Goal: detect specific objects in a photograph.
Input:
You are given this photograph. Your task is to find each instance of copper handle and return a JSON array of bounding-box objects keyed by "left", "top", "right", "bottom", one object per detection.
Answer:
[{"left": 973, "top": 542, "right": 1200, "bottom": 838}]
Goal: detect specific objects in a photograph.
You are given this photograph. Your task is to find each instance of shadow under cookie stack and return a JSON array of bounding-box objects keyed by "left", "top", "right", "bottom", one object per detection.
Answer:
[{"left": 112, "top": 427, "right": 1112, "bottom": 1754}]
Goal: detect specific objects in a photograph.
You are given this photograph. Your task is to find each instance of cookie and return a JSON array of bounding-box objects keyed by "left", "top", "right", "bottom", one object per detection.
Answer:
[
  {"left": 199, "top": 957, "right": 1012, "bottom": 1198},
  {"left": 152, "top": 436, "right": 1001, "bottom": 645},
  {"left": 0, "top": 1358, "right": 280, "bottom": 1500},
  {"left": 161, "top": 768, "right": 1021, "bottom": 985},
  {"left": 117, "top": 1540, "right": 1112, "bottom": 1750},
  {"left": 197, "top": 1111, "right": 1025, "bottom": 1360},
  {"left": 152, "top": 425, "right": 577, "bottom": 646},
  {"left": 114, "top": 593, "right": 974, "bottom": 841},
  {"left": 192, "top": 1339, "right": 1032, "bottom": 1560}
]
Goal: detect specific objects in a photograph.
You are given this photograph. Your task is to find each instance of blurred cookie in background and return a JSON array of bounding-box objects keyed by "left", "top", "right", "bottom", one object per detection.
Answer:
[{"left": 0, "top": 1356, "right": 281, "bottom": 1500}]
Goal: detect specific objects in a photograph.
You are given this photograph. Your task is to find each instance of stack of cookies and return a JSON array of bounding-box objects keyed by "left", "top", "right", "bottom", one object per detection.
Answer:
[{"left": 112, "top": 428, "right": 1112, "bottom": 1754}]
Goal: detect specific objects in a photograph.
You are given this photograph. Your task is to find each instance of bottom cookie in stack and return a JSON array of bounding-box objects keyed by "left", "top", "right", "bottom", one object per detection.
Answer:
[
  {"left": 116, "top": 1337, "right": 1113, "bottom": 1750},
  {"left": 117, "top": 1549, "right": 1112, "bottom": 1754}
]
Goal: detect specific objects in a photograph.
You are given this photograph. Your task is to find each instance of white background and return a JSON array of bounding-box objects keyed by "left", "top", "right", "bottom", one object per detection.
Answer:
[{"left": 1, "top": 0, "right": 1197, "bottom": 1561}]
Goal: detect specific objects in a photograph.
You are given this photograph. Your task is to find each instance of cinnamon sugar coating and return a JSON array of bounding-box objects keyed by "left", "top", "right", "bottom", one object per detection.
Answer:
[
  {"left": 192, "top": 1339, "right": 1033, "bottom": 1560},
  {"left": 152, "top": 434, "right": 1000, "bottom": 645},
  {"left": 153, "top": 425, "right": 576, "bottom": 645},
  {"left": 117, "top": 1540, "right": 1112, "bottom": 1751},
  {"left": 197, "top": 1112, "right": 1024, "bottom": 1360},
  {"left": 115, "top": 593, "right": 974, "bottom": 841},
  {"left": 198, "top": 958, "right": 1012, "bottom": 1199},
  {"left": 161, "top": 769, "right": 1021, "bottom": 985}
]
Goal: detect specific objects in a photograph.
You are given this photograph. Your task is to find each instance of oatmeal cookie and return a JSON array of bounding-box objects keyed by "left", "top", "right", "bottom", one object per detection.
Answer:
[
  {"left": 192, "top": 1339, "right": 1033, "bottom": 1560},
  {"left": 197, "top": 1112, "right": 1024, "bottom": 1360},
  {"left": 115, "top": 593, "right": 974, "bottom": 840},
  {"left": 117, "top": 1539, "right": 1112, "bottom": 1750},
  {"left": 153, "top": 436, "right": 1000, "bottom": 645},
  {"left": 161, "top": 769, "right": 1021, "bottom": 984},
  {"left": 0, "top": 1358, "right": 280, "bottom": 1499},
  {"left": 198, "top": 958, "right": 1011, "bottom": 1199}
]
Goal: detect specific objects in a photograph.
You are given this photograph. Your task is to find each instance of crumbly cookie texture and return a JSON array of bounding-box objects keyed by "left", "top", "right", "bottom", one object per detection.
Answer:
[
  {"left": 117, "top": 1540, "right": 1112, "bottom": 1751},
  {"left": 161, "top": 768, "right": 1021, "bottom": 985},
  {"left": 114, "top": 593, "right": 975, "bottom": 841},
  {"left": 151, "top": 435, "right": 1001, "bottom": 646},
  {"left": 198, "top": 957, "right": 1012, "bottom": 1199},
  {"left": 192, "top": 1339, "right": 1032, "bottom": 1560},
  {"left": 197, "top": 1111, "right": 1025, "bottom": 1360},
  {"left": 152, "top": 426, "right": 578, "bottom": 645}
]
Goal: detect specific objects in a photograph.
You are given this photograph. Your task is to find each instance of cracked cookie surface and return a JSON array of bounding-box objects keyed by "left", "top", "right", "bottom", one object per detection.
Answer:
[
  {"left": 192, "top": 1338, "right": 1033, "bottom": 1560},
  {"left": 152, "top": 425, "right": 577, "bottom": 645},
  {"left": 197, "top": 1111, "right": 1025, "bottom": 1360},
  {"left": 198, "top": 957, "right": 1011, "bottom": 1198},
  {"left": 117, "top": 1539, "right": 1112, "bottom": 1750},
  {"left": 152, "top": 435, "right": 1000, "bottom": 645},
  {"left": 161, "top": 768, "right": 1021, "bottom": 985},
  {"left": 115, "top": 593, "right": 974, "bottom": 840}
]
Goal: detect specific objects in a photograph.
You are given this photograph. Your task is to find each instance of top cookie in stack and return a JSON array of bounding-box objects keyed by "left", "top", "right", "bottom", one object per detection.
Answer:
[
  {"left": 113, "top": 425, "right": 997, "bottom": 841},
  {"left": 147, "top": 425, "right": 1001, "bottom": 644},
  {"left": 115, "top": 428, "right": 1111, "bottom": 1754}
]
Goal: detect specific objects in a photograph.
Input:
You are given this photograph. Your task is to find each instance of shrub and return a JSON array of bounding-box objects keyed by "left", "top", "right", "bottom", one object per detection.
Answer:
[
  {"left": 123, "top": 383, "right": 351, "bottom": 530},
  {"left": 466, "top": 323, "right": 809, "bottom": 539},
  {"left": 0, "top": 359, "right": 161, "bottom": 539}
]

--------

▸ EXERCISE
The answer consists of the whole listing, restated exactly.

▸ WORKED SOLUTION
Goal: detect specific objects in a photograph.
Input:
You are given this photograph. Your task is to find each instance of copper handle and return a JSON array of bounding-box objects keyed by "left", "top", "right", "bottom", one object per detection.
Answer:
[{"left": 973, "top": 542, "right": 1200, "bottom": 838}]
Goal: detect specific objects in a photograph.
You are given this photograph. Your task is to find each instance of shadow under cookie stack and return a JSON array of bounding-box objects keyed by "left", "top", "right", "bottom", one object per detection.
Answer:
[{"left": 112, "top": 427, "right": 1112, "bottom": 1754}]
Goal: detect specific objects in a photograph.
You are given this photograph. Your task is to find each instance of cookie and return a JSON array of bounding-box objects keyed by "left", "top", "right", "bottom", one object per detection.
Answer:
[
  {"left": 199, "top": 957, "right": 1012, "bottom": 1198},
  {"left": 152, "top": 436, "right": 1001, "bottom": 645},
  {"left": 0, "top": 1358, "right": 280, "bottom": 1500},
  {"left": 161, "top": 768, "right": 1021, "bottom": 985},
  {"left": 117, "top": 1540, "right": 1112, "bottom": 1750},
  {"left": 197, "top": 1111, "right": 1025, "bottom": 1360},
  {"left": 152, "top": 425, "right": 577, "bottom": 646},
  {"left": 114, "top": 593, "right": 974, "bottom": 841},
  {"left": 192, "top": 1339, "right": 1032, "bottom": 1560}
]
Goal: detect specific objects in a photograph.
You are given this photograph. Your task is to find each instance of blurred cookie in background and return a JSON array of bounding-box objects keyed by "left", "top", "right", "bottom", one object per detection.
Answer:
[{"left": 0, "top": 1356, "right": 281, "bottom": 1500}]
Goal: detect specific objects in a photograph.
You are given this photograph. Your task is to find each instance of stack of cookies and return a JSON array of bounding-box objects keyed by "left", "top", "right", "bottom", one object per detection.
Answer:
[{"left": 112, "top": 428, "right": 1112, "bottom": 1754}]
Goal: detect specific objects in a photograph.
You are given this photograph. Your task is to find each instance of bottom cookie in stack and return a JSON array of bounding-box objects keyed by "left", "top", "right", "bottom", one object per detection.
Answer:
[
  {"left": 116, "top": 1337, "right": 1113, "bottom": 1750},
  {"left": 117, "top": 1549, "right": 1112, "bottom": 1754}
]
Goal: detect specific objects in a photograph.
You are given this photograph. Your task is to find each instance of white background and return a JSON array of bounding-box objects keyed by "left", "top", "right", "bottom", one object per detection.
Answer:
[{"left": 1, "top": 0, "right": 1197, "bottom": 1561}]
Goal: detect specific objects in a photograph.
You are given this photograph. Your task is to find each instance of cinnamon sugar coating and return a JSON array of bounding-box objects keyed by "left", "top", "right", "bottom", one object per detection.
Answer:
[
  {"left": 192, "top": 1339, "right": 1033, "bottom": 1560},
  {"left": 152, "top": 434, "right": 1000, "bottom": 645},
  {"left": 153, "top": 425, "right": 576, "bottom": 645},
  {"left": 117, "top": 1540, "right": 1112, "bottom": 1751},
  {"left": 197, "top": 1112, "right": 1024, "bottom": 1360},
  {"left": 115, "top": 593, "right": 974, "bottom": 841},
  {"left": 198, "top": 958, "right": 1012, "bottom": 1199},
  {"left": 161, "top": 769, "right": 1021, "bottom": 985}
]
Goal: detect specific objects in a photograph.
You are given this photograph. Your task is to find each instance of oatmeal cookie and return a JSON array of bounding-box objects keyed by "left", "top", "right", "bottom", one object per detection.
Answer:
[
  {"left": 192, "top": 1339, "right": 1033, "bottom": 1560},
  {"left": 197, "top": 1112, "right": 1024, "bottom": 1360},
  {"left": 115, "top": 593, "right": 974, "bottom": 840},
  {"left": 117, "top": 1539, "right": 1112, "bottom": 1750},
  {"left": 153, "top": 436, "right": 1000, "bottom": 645},
  {"left": 161, "top": 769, "right": 1021, "bottom": 984},
  {"left": 0, "top": 1358, "right": 280, "bottom": 1499},
  {"left": 198, "top": 958, "right": 1011, "bottom": 1199}
]
Goal: detect specific objects in a photograph.
You are given this photograph. Your task is to find each instance of crumbly cookie texture and return a JSON array of bounding-box objects keyed by "left", "top", "right", "bottom", one object per detection.
Answer:
[
  {"left": 117, "top": 1540, "right": 1112, "bottom": 1751},
  {"left": 161, "top": 768, "right": 1021, "bottom": 985},
  {"left": 114, "top": 593, "right": 975, "bottom": 841},
  {"left": 151, "top": 435, "right": 1001, "bottom": 646},
  {"left": 198, "top": 957, "right": 1012, "bottom": 1199},
  {"left": 192, "top": 1339, "right": 1032, "bottom": 1560},
  {"left": 197, "top": 1111, "right": 1025, "bottom": 1360},
  {"left": 152, "top": 426, "right": 578, "bottom": 645}
]
Goal: detect specific objects in a photograph.
You are given this photograph. Your task is to find each instance of cracked cookie surface and return a JSON array of bounding-box objects keyed by "left", "top", "right", "bottom", one object per detection.
Answer:
[
  {"left": 192, "top": 1338, "right": 1033, "bottom": 1560},
  {"left": 152, "top": 425, "right": 577, "bottom": 645},
  {"left": 197, "top": 1111, "right": 1025, "bottom": 1360},
  {"left": 198, "top": 957, "right": 1011, "bottom": 1198},
  {"left": 117, "top": 1539, "right": 1112, "bottom": 1750},
  {"left": 152, "top": 435, "right": 1000, "bottom": 645},
  {"left": 161, "top": 768, "right": 1021, "bottom": 985},
  {"left": 115, "top": 593, "right": 974, "bottom": 840}
]
Goal: detect specific objects in a photograph.
You are given this photograph. Your task is to find each instance of top cookie in stack and return a JSON array of bounding-box objects keyed by "left", "top", "right", "bottom", one object per detection.
Answer:
[
  {"left": 113, "top": 425, "right": 997, "bottom": 841},
  {"left": 147, "top": 425, "right": 1001, "bottom": 644},
  {"left": 115, "top": 428, "right": 1111, "bottom": 1754}
]
Goal: detect specific objects in a photograph.
Input:
You are given this photograph. Your task is to find each instance of shrub and return a JSON array of bounding-box objects keyed by "left", "top", "right", "bottom", one object per detection.
Answer:
[
  {"left": 123, "top": 383, "right": 351, "bottom": 530},
  {"left": 466, "top": 323, "right": 809, "bottom": 539},
  {"left": 0, "top": 359, "right": 161, "bottom": 539}
]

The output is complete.